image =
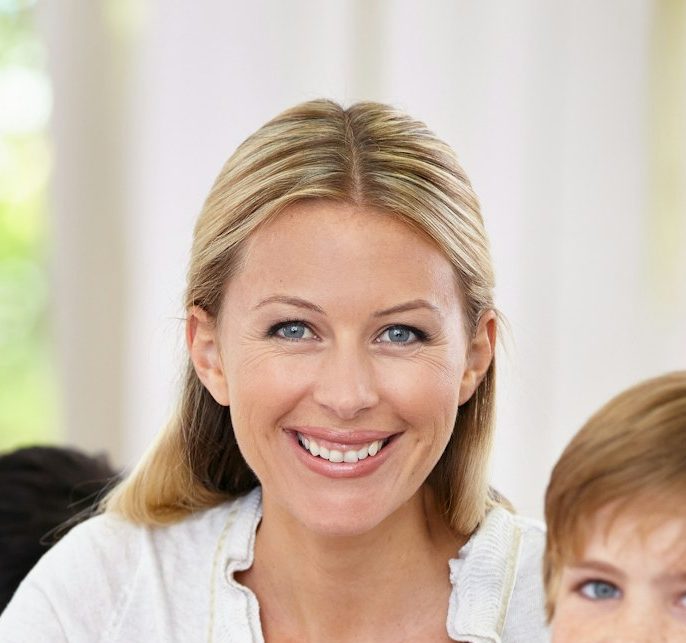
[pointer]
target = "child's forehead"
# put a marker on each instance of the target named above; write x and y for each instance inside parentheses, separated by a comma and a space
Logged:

■ ■ ■ ■ ■ ■ ■

→ **What to produce**
Rewrite every line of the records above as a numbered list, omitting blank lines and leaving out the pictures.

→ **Result**
1. image =
2. [pointer]
3. target = "child's forehead"
4. # put a marker on each instance of the target named above; write x and y for each instance inside parentheses, separated by a comma and a space
5. Logged:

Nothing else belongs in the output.